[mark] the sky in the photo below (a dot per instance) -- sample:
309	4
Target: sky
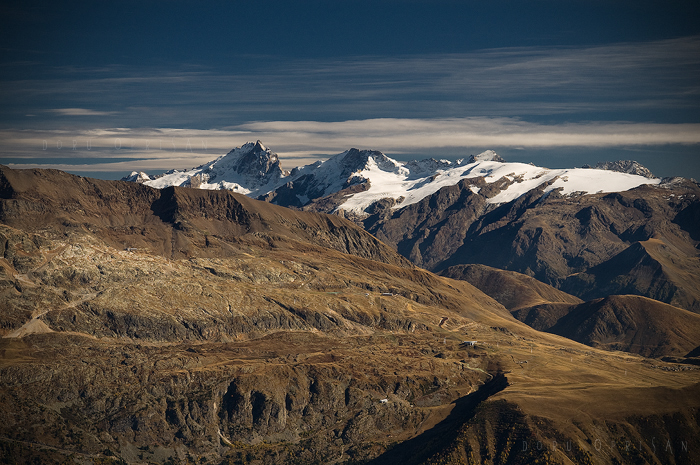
104	88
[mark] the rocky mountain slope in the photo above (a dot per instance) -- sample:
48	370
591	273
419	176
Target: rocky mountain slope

● Task to carry out
Present every line of the records above as a numbered list, skipping blank lines and leaving out the pictures.

● Exercise result
1. [mark] the sky in the photo below (a dot per instance) -- sample:
2. 309	4
3. Target: sky
4. 104	88
5. [mark] the rocky mountain slope in the photo above (a dot per instance) -- sample:
6. 48	370
7. 591	273
8. 419	176
9. Target: rocky mountain slope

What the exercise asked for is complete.